• **Trecho de origem**
====================
Existem dois tipos de disputas. Contra inimigos comuns, é preciso derrotar uma quantidade definida de bandidos executando combos sem errar nenhum comando. Já nas batalhas contra chefões, a atividade física torna-se uma espécie de contenda em turnos, em que socos tiram a energia dos vilões, ao mesmo tempo que bloqueiam investidas inimigas.

Nessas boss battles, realizar os comandos de maneira correta preenche uma barra de especial que, se estiver completamente cheia ao final do duelo, ativa um último golpe: o Hokuto Hyakuretsu Ken, ou Hokuto Hundred Blows Rushing Fist. Assim como na animação, jogadores devem desferir uma série de socos o mais rápido possível, ouvindo Kenshiro proferindo o tradicional “ATATATATATATATA” durante o ataque.
Chefões do Modo Batalha também têm seus ataques especiais.


Embora um pouco previsível após certo tempo, esse modo é um bom exemplo de adaptação da gameplay de Fitness Boxing em um contexto mais aprofundado. Os desenvolvedores não só levaram em consideração os elementos da IP com a qual estavam colaborando, mas também gamificaram mais as atividades físicas, incluindo níveis, objetivos e recompensas aos exercícios.
====================
• **Entradas armazenadas**
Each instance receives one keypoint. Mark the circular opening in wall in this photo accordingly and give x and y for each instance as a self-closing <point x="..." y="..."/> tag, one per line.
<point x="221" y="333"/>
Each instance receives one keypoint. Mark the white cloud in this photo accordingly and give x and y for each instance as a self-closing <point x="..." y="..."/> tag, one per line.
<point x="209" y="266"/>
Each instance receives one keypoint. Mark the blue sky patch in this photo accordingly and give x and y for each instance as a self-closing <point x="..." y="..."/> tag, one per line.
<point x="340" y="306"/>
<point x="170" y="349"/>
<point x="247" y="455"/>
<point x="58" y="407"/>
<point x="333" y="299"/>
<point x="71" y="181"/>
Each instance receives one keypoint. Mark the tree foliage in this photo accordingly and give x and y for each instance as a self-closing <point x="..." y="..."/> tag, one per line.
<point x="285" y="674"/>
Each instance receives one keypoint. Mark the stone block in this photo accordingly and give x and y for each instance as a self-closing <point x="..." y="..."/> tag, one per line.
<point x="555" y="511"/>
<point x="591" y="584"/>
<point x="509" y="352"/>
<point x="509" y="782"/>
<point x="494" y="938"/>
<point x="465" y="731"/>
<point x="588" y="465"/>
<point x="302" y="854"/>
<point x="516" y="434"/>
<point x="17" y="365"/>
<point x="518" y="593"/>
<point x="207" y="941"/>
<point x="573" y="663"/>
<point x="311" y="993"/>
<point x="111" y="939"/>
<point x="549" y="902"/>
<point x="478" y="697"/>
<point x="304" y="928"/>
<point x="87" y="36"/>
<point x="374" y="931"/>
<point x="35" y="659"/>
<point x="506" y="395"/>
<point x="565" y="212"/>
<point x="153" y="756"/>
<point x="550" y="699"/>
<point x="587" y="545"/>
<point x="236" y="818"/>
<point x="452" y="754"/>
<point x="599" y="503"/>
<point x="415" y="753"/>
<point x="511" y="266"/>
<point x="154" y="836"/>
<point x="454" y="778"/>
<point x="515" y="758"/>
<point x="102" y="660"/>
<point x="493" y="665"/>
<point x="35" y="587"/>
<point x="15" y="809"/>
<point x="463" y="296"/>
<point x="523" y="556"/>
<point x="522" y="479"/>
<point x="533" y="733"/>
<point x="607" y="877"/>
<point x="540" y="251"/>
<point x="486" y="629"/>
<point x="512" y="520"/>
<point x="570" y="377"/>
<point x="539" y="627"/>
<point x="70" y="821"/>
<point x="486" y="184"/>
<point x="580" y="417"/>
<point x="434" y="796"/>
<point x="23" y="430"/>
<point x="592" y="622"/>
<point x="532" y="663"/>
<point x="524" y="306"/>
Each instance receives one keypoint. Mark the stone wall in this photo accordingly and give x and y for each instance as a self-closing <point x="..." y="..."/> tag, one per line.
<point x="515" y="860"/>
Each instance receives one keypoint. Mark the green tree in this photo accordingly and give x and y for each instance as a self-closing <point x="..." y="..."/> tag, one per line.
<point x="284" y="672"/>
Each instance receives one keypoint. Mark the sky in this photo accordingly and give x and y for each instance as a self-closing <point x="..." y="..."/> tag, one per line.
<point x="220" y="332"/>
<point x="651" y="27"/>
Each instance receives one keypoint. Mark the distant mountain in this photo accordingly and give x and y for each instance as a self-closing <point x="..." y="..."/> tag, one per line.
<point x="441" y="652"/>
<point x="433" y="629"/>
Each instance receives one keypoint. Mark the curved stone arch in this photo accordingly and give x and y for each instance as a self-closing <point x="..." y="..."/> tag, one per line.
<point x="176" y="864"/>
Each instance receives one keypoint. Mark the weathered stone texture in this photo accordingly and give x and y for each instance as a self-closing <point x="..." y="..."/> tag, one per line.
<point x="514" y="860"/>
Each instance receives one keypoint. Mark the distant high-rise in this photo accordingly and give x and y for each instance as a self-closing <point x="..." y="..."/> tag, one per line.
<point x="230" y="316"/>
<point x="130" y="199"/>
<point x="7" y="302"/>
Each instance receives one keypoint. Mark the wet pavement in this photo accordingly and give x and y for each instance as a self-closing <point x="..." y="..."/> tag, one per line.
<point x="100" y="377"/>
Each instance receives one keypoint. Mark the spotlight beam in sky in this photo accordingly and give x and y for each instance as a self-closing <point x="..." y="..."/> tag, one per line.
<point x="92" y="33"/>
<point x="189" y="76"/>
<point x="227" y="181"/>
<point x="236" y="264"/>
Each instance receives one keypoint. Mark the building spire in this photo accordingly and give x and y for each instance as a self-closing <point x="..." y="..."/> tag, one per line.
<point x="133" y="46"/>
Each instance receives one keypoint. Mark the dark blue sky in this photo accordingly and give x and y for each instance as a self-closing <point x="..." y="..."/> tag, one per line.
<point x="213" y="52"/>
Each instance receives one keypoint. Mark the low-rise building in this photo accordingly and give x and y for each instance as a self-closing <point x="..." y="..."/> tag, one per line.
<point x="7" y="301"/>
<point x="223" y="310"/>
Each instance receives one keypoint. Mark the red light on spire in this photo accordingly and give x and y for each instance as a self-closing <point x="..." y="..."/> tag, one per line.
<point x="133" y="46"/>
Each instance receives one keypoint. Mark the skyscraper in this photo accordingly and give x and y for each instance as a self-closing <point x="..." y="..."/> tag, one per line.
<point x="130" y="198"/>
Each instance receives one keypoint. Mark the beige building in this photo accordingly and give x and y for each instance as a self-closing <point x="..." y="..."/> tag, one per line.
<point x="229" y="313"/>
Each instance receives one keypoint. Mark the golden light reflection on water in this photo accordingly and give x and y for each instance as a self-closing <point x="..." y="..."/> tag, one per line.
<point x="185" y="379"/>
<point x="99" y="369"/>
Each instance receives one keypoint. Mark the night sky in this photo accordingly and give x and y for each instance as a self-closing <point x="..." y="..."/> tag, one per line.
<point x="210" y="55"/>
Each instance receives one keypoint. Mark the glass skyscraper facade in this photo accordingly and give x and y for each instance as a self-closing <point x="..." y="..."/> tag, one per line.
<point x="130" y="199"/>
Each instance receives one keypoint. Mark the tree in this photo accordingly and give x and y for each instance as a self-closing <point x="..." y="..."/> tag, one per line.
====================
• **Instruções da tarefa**
Por favor, reproduza sem alterações a parte do texto sobre Fitness Boxing que começa nas palavras "Nessas boss battles, realizar" e termina em "durante o ataque.".

• **Solução do problema**
Nessas boss battles, realizar os comandos de maneira correta preenche uma barra de especial que, se estiver completamente cheia ao final do duelo, ativa um último golpe: o Hokuto Hyakuretsu Ken, ou Hokuto Hundred Blows Rushing Fist. Assim como na animação, jogadores devem desferir uma série de socos o mais rápido possível, ouvindo Kenshiro proferindo o tradicional “ATATATATATATATA” durante o ataque.